▶ [Text segment]:
________________________________________

Abstract

SeaTunnel is a distributed, high-performance data integration platform for the synchronization and transformation of massive data (offline & real-time). It was initially known as Waterdrop and renamed SeaTunnel on October 12, 2021.

Proposal

SeaTunnel is a distributed, high-performance data integration platform with the following features:

  • Real-time integrate data from different data platforms 
  • High performance with billions of rows of data 
  • Assure 0 data loss and duplication
  • Easily Monitor the whole status of the system 

For now, SeaTunnel has a strong community. We believe that bringing SeaTunnel into ASF could advance the development of a much stronger and more diverse open source community.

The purpose of the proposal is to donate the existing SeaTunnel code repository, developers, and communities to the Apache Software Foundation (ASF) to build a global, diversified and autonomous open-source community in the field of data synchronization.

________________________________________

▶ [Exercise tasks]:
**A)** According to the SeaTunnel proposal, on what date was Waterdrop renamed SeaTunnel?
**B)** Copy the passage of the SeaTunnel proposal that begins at the words "For now, SeaTunnel" and stops after "of data synchronization.".
**C)** Carry on the SeaTunnel proposal, picking up after its final sentence.

▶ [Given data]:
________________________________________

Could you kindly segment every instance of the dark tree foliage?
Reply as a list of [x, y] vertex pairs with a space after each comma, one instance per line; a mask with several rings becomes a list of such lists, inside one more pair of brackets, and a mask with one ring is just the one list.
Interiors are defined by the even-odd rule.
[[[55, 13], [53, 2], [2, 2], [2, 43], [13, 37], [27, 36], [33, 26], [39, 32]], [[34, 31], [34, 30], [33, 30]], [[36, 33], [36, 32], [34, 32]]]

________________________________________

▶ [Task responses]:
**A)** October 12, 2021.

**B)**
For now, SeaTunnel has a strong community. We believe that bringing SeaTunnel into ASF could advance the development of a much stronger and more diverse open source community.

The purpose of the proposal is to donate the existing SeaTunnel code repository, developers, and communities to the Apache Software Foundation (ASF) to build a global, diversified and autonomous open-source community in the field of data synchronization.

**C)**
The related works are currently available on GitHub, and the codes are already under Apache License Version 2.0

https://github.com/InterestingLab/SeaTunnel Code repository 

https://github.com/InterestingLab/SeaTunnel-docs Document repository

https://github.com/InterestingLab/SeaTunnel-example  Examples

Background

In the era of big data, with the emergence of excellent projects such as Apache Spark, Apache Flink, Apache Hadoop, and Apache Kafka, data storage and processing capabilities are rapidly increasing. With the growth of all kinds of data platforms, users often encounter the following issues when synchronizing data among different data platforms:

  • Data loss and duplication
  • Task accumulation and delay
  • Low throughput
  • Lack of application running status monitoring
  • Complex redevelopment and expansion

We developed the SeaTunnel in Leshi (SeaTunnel was initially developed in Leshi) in 2017 and made it open-source to provide a good solution to solve the above issues. At present, SeaTunnel has run in many users’ production environments and won wide recognition and admiration from users.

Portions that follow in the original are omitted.